*** RECORDS FOR THIS TASK ***

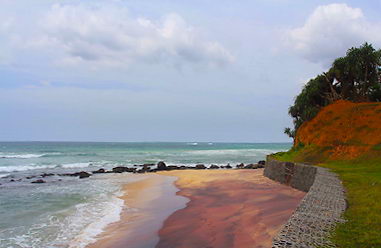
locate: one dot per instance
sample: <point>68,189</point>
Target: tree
<point>355,77</point>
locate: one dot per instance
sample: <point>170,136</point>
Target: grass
<point>362,179</point>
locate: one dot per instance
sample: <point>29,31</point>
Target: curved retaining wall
<point>320,210</point>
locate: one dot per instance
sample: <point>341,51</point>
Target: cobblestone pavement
<point>317,214</point>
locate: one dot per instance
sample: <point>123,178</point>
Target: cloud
<point>108,35</point>
<point>330,30</point>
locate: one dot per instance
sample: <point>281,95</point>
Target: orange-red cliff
<point>343,130</point>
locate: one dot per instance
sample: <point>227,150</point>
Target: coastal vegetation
<point>355,77</point>
<point>337,120</point>
<point>346,137</point>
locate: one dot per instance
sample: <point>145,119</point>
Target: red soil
<point>348,129</point>
<point>244,210</point>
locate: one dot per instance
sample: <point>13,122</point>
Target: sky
<point>149,70</point>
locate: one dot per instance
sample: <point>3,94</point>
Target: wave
<point>19,168</point>
<point>76,165</point>
<point>111,213</point>
<point>24,156</point>
<point>235,151</point>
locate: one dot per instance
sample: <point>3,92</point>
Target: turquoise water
<point>66,208</point>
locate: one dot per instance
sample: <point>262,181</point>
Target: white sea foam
<point>110,214</point>
<point>17,168</point>
<point>234,151</point>
<point>24,156</point>
<point>76,165</point>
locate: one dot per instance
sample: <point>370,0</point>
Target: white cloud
<point>109,35</point>
<point>330,30</point>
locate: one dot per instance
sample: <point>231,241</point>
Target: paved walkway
<point>316,216</point>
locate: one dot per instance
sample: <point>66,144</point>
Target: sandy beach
<point>226,208</point>
<point>149,201</point>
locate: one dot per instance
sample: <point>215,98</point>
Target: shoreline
<point>226,208</point>
<point>148,202</point>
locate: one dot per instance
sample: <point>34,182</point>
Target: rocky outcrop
<point>38,181</point>
<point>161,166</point>
<point>200,167</point>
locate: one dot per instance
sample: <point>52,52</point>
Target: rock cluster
<point>144,168</point>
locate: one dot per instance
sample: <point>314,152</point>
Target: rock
<point>161,166</point>
<point>39,181</point>
<point>200,167</point>
<point>260,166</point>
<point>173,167</point>
<point>83,174</point>
<point>251,166</point>
<point>213,166</point>
<point>47,174</point>
<point>121,169</point>
<point>240,166</point>
<point>99,171</point>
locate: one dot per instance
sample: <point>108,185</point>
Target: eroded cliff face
<point>342,130</point>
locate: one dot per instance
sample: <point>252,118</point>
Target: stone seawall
<point>320,210</point>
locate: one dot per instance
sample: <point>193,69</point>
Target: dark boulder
<point>47,174</point>
<point>83,174</point>
<point>241,165</point>
<point>251,166</point>
<point>99,171</point>
<point>161,166</point>
<point>213,166</point>
<point>121,169</point>
<point>39,181</point>
<point>200,167</point>
<point>173,167</point>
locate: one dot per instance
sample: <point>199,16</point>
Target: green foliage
<point>362,180</point>
<point>355,77</point>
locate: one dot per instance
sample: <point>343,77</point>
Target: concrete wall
<point>296,175</point>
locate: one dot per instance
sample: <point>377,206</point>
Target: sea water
<point>67,209</point>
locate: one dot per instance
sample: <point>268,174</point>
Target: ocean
<point>70,212</point>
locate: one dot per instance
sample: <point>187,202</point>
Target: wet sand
<point>227,208</point>
<point>149,202</point>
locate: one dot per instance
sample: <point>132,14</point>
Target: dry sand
<point>227,208</point>
<point>149,202</point>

*** End of RECORDS FOR THIS TASK ***

TASK DIRECTIONS :: This exercise asks for the data above to be given again exactly, without pictures.

EXERCISE ANSWER ::
locate: one dot per instance
sample: <point>68,189</point>
Target: tree
<point>355,77</point>
locate: one dot per instance
sample: <point>170,136</point>
Target: grass
<point>362,179</point>
locate: one dot per instance
sample: <point>29,31</point>
Target: curved retaining wall
<point>320,210</point>
locate: one dot per instance
sample: <point>341,51</point>
Target: cobblestone pavement
<point>317,214</point>
locate: one dot per instance
sample: <point>123,178</point>
Target: cloud
<point>108,35</point>
<point>330,30</point>
locate: one dot per instance
sample: <point>281,95</point>
Target: orange-red cliff
<point>343,130</point>
locate: one dot per instance
sample: <point>227,150</point>
Target: coastal vegetation
<point>355,77</point>
<point>337,120</point>
<point>346,137</point>
locate: one dot per instance
sample: <point>145,119</point>
Target: red soil
<point>348,129</point>
<point>244,210</point>
locate: one dot per instance
sample: <point>13,122</point>
Target: sky
<point>149,70</point>
locate: one dot per instance
sample: <point>3,94</point>
Target: wave
<point>19,168</point>
<point>76,165</point>
<point>111,213</point>
<point>24,156</point>
<point>235,151</point>
locate: one dot per instance
sample: <point>3,92</point>
Target: turquoise water
<point>66,208</point>
locate: one dot per instance
sample: <point>262,181</point>
Target: white sea foam
<point>110,214</point>
<point>17,168</point>
<point>234,151</point>
<point>24,156</point>
<point>76,165</point>
locate: one dot per instance
sample: <point>370,0</point>
Target: white cloud
<point>109,35</point>
<point>330,30</point>
locate: one dot per instance
sample: <point>231,241</point>
Target: paved walkway
<point>316,216</point>
locate: one dot per instance
sample: <point>66,144</point>
Target: sandy beach
<point>226,208</point>
<point>149,201</point>
locate: one dot per instance
sample: <point>215,98</point>
Target: shoreline
<point>226,208</point>
<point>148,202</point>
locate: one dot per instance
sample: <point>34,182</point>
Target: rocky outcrop
<point>38,181</point>
<point>161,166</point>
<point>200,167</point>
locate: one dot per instance
sample: <point>52,52</point>
Target: rock cluster
<point>144,168</point>
locate: one dot per instance
sample: <point>314,152</point>
Target: rock
<point>161,166</point>
<point>39,181</point>
<point>200,167</point>
<point>260,166</point>
<point>173,167</point>
<point>83,174</point>
<point>251,166</point>
<point>213,166</point>
<point>47,174</point>
<point>121,169</point>
<point>240,166</point>
<point>99,171</point>
locate: one dot per instance
sample: <point>108,185</point>
Target: eroded cliff face
<point>342,130</point>
locate: one dot per instance
sample: <point>252,118</point>
Target: stone seawall
<point>320,210</point>
locate: one dot per instance
sample: <point>193,69</point>
Target: dark boulder
<point>47,174</point>
<point>83,174</point>
<point>241,165</point>
<point>251,166</point>
<point>99,171</point>
<point>161,166</point>
<point>213,166</point>
<point>121,169</point>
<point>39,181</point>
<point>200,167</point>
<point>173,167</point>
locate: one dot per instance
sample: <point>199,16</point>
Target: green foliage
<point>362,180</point>
<point>355,77</point>
locate: one dot per instance
sample: <point>343,77</point>
Target: concrete wall
<point>296,175</point>
locate: one dot per instance
sample: <point>377,206</point>
Target: sea water
<point>67,209</point>
locate: one dot per instance
sample: <point>268,174</point>
Target: ocean
<point>70,212</point>
locate: one dot per instance
sample: <point>187,202</point>
Target: wet sand
<point>227,208</point>
<point>149,202</point>
locate: one dot per instance
sample: <point>132,14</point>
Target: dry sand
<point>227,208</point>
<point>149,202</point>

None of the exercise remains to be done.